Select every line of the items below that contains the word "leaf", and copy each of those lines.

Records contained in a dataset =

------------------------

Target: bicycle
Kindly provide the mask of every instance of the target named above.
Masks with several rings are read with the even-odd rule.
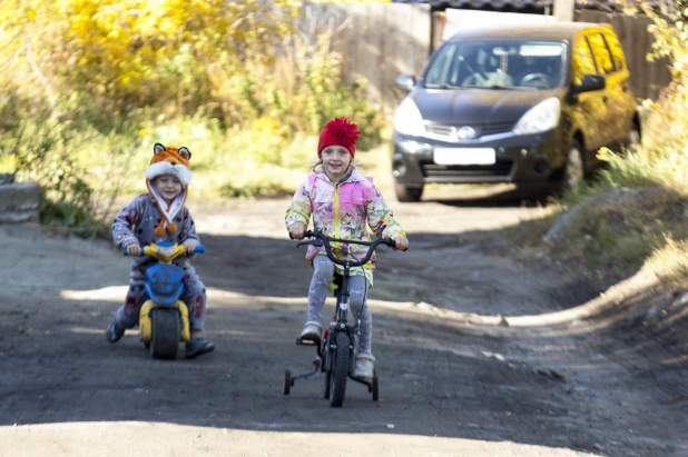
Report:
[[[380,238],[375,241],[354,241],[344,240],[338,238],[331,238],[324,235],[321,230],[306,230],[304,232],[305,238],[311,238],[308,241],[302,241],[296,247],[304,245],[313,245],[317,247],[325,247],[327,257],[333,262],[344,267],[344,274],[341,275],[335,271],[335,285],[336,289],[334,296],[336,297],[337,305],[335,306],[334,317],[332,322],[320,339],[302,339],[296,338],[296,344],[299,346],[315,346],[317,349],[317,357],[313,360],[315,366],[313,371],[292,376],[291,370],[285,370],[284,374],[284,395],[289,395],[291,388],[294,386],[294,381],[299,378],[311,377],[320,371],[325,372],[325,393],[324,398],[330,399],[330,406],[341,407],[344,403],[344,395],[346,391],[346,379],[351,378],[356,383],[361,383],[367,386],[368,394],[372,394],[373,401],[377,401],[380,398],[380,381],[377,374],[373,372],[372,379],[356,378],[354,377],[354,362],[355,362],[355,348],[357,347],[356,336],[354,335],[353,327],[347,322],[348,310],[348,280],[351,278],[351,268],[362,267],[373,256],[373,252],[380,245],[386,245],[394,247],[394,240]],[[332,252],[331,242],[348,242],[362,246],[368,246],[368,251],[361,260],[342,260],[334,256]]]

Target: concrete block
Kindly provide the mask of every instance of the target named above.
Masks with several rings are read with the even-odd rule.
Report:
[[[37,182],[0,185],[0,223],[40,221]]]

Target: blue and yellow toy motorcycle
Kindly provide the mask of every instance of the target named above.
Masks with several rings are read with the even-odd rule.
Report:
[[[124,250],[125,255],[126,249]],[[205,252],[203,245],[196,246],[196,254]],[[145,256],[158,261],[146,270],[144,305],[139,314],[141,341],[153,358],[175,359],[179,341],[190,340],[188,308],[180,297],[184,295],[184,269],[173,264],[186,255],[186,248],[170,241],[158,241],[145,246]]]

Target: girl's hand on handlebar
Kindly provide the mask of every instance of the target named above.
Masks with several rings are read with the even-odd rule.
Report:
[[[186,254],[191,255],[196,250],[196,246],[198,246],[198,242],[193,239],[187,239],[186,241],[183,242],[183,245],[186,248]]]
[[[289,229],[289,236],[294,239],[304,239],[304,231],[306,230],[306,226],[301,222],[296,222]]]
[[[140,256],[141,255],[141,245],[135,242],[134,245],[127,246],[127,255],[129,256]]]
[[[406,237],[394,238],[394,250],[406,250],[406,249],[409,249],[409,239],[406,239]]]

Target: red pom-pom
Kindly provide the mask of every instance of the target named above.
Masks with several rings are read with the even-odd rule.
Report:
[[[346,118],[336,118],[327,122],[326,129],[342,145],[355,143],[358,140],[358,126]]]
[[[358,126],[346,118],[336,118],[325,125],[317,143],[317,155],[327,146],[340,145],[348,149],[351,156],[356,155],[356,140],[358,140]]]

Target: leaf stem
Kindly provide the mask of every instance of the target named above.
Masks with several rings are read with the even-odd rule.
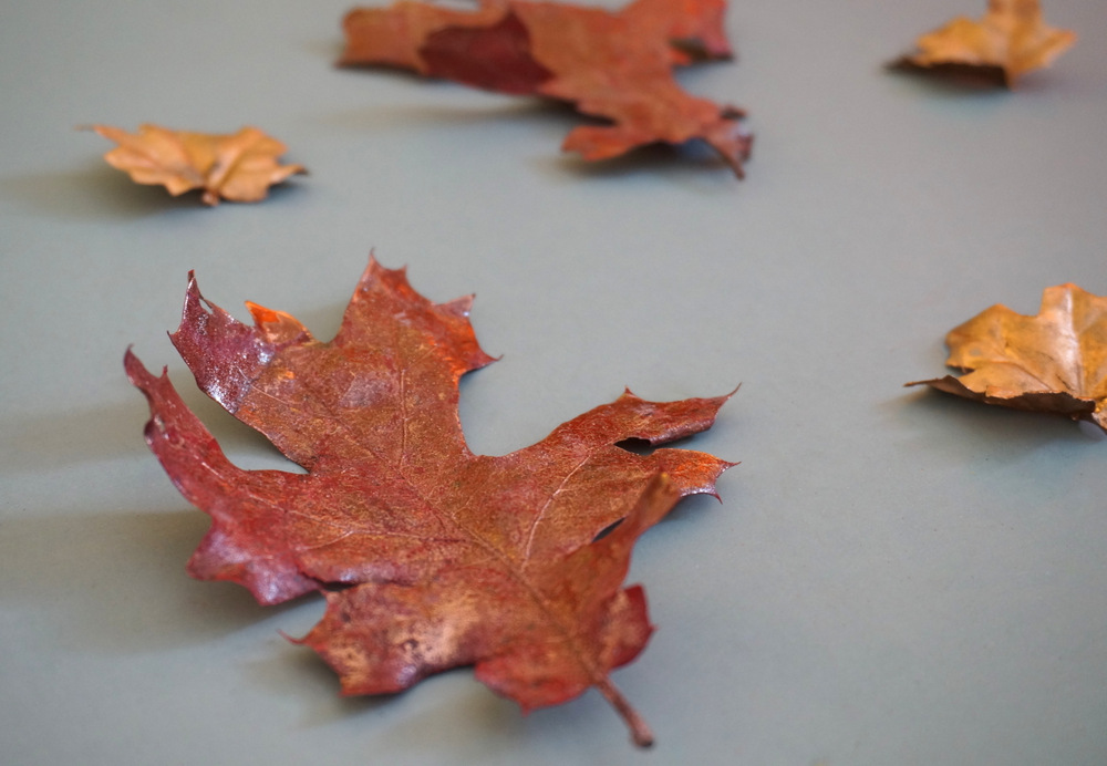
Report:
[[[596,687],[600,690],[600,694],[603,698],[611,703],[611,706],[615,708],[615,712],[622,716],[622,720],[627,722],[627,726],[630,728],[630,738],[639,747],[652,747],[653,746],[653,732],[650,731],[650,725],[645,723],[645,720],[638,714],[627,697],[622,695],[615,685],[611,683],[611,680],[603,676],[602,680],[597,682]]]

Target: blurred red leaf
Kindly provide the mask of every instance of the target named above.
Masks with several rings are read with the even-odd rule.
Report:
[[[213,518],[188,570],[266,604],[322,591],[327,612],[302,643],[346,694],[475,665],[525,710],[594,686],[648,745],[609,677],[652,631],[642,588],[622,587],[631,549],[680,497],[714,494],[733,464],[619,445],[703,431],[727,397],[656,403],[628,391],[530,447],[474,455],[458,381],[493,360],[469,304],[433,303],[403,270],[372,261],[338,335],[320,342],[252,303],[255,325],[242,324],[190,279],[172,339],[197,384],[308,473],[232,465],[168,376],[128,351],[127,375],[149,401],[147,443]]]
[[[562,148],[584,159],[701,138],[743,175],[742,110],[689,95],[675,65],[730,59],[726,0],[634,0],[619,12],[526,0],[474,11],[401,0],[343,20],[339,63],[389,65],[511,94],[570,102],[611,125],[575,128]]]

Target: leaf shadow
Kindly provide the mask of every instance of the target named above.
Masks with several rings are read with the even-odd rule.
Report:
[[[412,76],[406,72],[397,72],[402,76]],[[442,103],[445,97],[442,91],[452,95],[462,85],[447,82],[427,83],[420,79],[420,85],[430,89],[427,103],[393,104],[358,110],[332,112],[318,117],[328,125],[350,131],[381,130],[384,127],[405,127],[418,124],[437,125],[472,125],[494,121],[503,122],[546,122],[554,117],[563,120],[567,126],[573,124],[577,113],[568,105],[557,101],[537,97],[506,96],[497,93],[479,92],[478,103],[472,100],[467,103]],[[437,92],[437,94],[436,94]],[[468,95],[468,89],[466,89]],[[566,128],[568,130],[568,127]]]
[[[901,425],[914,427],[911,439],[918,448],[937,452],[951,463],[971,463],[981,456],[1015,463],[1055,445],[1107,442],[1107,434],[1089,423],[984,404],[923,386],[886,401],[882,410]]]
[[[199,582],[185,561],[208,527],[196,510],[92,511],[2,522],[0,602],[61,613],[60,640],[82,650],[130,654],[209,641],[321,610],[290,603],[263,608],[241,587]]]
[[[103,163],[73,170],[8,176],[0,184],[0,198],[33,214],[77,220],[187,215],[206,208],[198,194],[174,197],[162,187],[135,184]]]
[[[611,159],[589,162],[577,155],[541,157],[535,166],[547,174],[583,179],[625,180],[635,177],[663,177],[690,189],[718,192],[741,189],[734,170],[702,141],[680,145],[649,144]]]

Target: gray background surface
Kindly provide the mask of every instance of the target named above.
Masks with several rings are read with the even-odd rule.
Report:
[[[606,3],[614,8],[617,2]],[[6,764],[1107,763],[1107,439],[919,390],[987,306],[1107,293],[1107,7],[1016,93],[881,64],[983,2],[734,2],[741,60],[684,71],[749,110],[748,178],[706,153],[589,167],[570,112],[337,71],[348,0],[0,2],[0,759]],[[75,125],[255,124],[309,166],[260,205],[132,185]],[[185,277],[329,338],[371,248],[477,293],[463,384],[503,454],[625,385],[742,383],[689,446],[742,465],[641,541],[659,630],[615,682],[519,714],[458,671],[342,700],[262,609],[188,579],[207,526],[142,439],[134,344],[246,467],[281,459],[170,346]]]

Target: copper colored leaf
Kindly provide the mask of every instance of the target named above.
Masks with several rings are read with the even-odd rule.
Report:
[[[594,686],[649,744],[609,677],[652,631],[642,588],[622,587],[631,548],[680,497],[714,494],[733,464],[620,443],[703,431],[726,397],[658,403],[628,391],[532,446],[474,455],[458,381],[493,360],[469,304],[433,303],[372,261],[338,335],[321,342],[252,303],[255,324],[242,324],[190,279],[172,339],[197,384],[308,473],[232,465],[168,376],[128,351],[127,375],[149,401],[147,443],[213,518],[188,571],[266,604],[322,591],[325,615],[302,643],[346,694],[475,665],[525,710]]]
[[[1107,431],[1107,298],[1048,288],[1036,317],[993,306],[945,337],[946,364],[968,374],[927,384],[1015,410],[1092,421]]]
[[[634,0],[619,12],[554,2],[484,0],[473,11],[400,0],[343,21],[340,64],[390,65],[513,94],[536,94],[609,121],[569,133],[586,159],[693,138],[741,177],[751,138],[742,110],[689,95],[675,65],[730,59],[725,0]]]
[[[1048,66],[1076,34],[1042,20],[1038,0],[989,0],[980,21],[958,17],[928,32],[918,52],[894,65],[935,72],[966,72],[1011,87],[1025,73]]]
[[[137,184],[161,184],[177,196],[204,189],[204,203],[219,199],[254,203],[265,199],[269,187],[297,173],[301,165],[280,165],[284,144],[256,127],[232,135],[170,131],[157,125],[138,126],[132,134],[111,125],[92,130],[118,144],[104,155],[113,167],[125,170]]]

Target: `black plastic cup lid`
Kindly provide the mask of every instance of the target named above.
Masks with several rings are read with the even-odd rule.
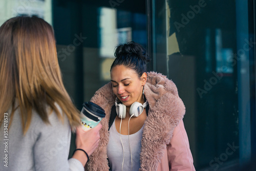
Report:
[[[93,103],[92,102],[89,101],[84,102],[83,104],[83,106],[89,111],[98,117],[104,118],[106,116],[106,114],[105,114],[105,111],[99,105],[97,105],[96,104]]]

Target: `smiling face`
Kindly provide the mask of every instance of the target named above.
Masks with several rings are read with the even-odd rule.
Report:
[[[135,101],[144,103],[142,90],[146,82],[146,73],[139,77],[134,70],[117,65],[112,69],[110,74],[113,91],[123,104],[131,106]]]

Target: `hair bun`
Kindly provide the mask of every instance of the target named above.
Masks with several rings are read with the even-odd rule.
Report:
[[[133,41],[119,45],[117,47],[115,52],[115,56],[118,58],[123,56],[137,57],[145,62],[150,61],[150,58],[146,49],[142,45]]]

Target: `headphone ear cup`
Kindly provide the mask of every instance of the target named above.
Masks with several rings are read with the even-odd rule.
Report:
[[[130,109],[130,114],[132,115],[134,114],[133,116],[138,117],[142,113],[144,110],[144,107],[142,104],[137,101],[133,103]]]
[[[126,106],[122,103],[117,104],[116,105],[116,111],[117,116],[120,118],[124,119],[125,118],[126,113]]]

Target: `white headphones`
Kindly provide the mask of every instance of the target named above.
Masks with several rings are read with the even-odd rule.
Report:
[[[117,103],[117,97],[116,98],[115,104],[116,105],[116,111],[117,116],[120,118],[124,119],[125,118],[126,113],[126,106],[123,103]],[[133,103],[130,108],[130,115],[133,116],[139,116],[143,111],[144,108],[147,105],[147,102],[146,101],[143,104],[140,102],[135,101]]]

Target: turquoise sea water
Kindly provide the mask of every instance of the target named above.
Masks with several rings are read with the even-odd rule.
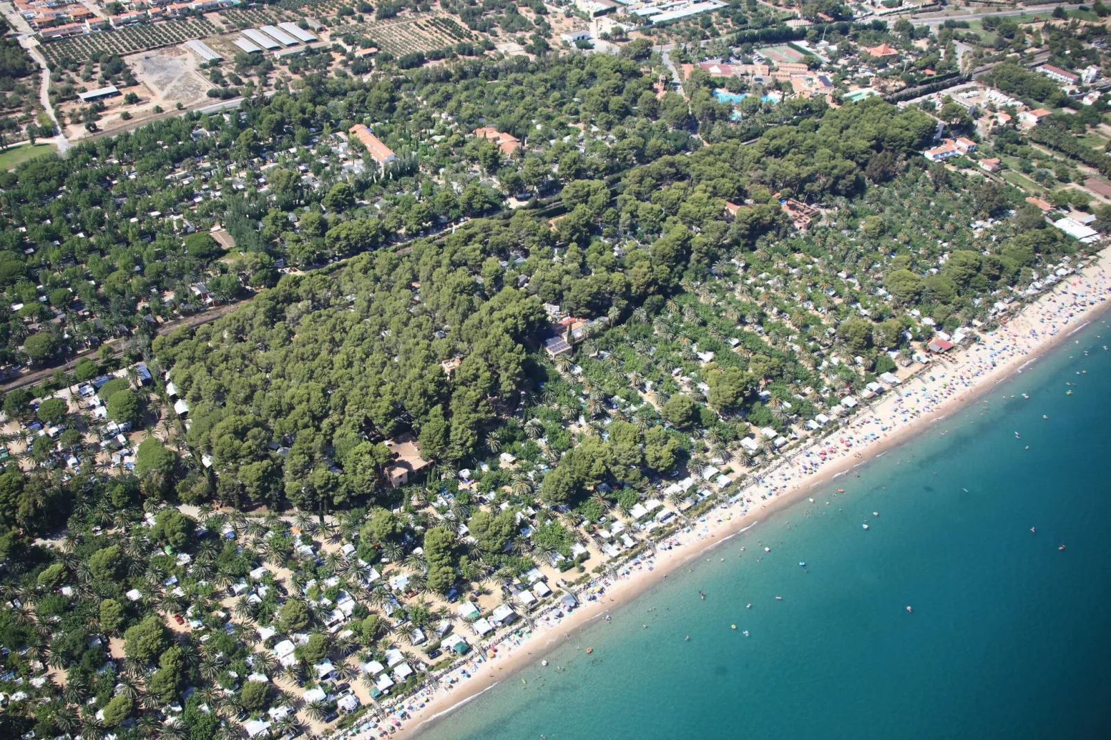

------------------------

EXERCISE OUTPUT =
Target: leaf stem
Target: blurred red leaf
Target: leaf shadow
Target: copper colored leaf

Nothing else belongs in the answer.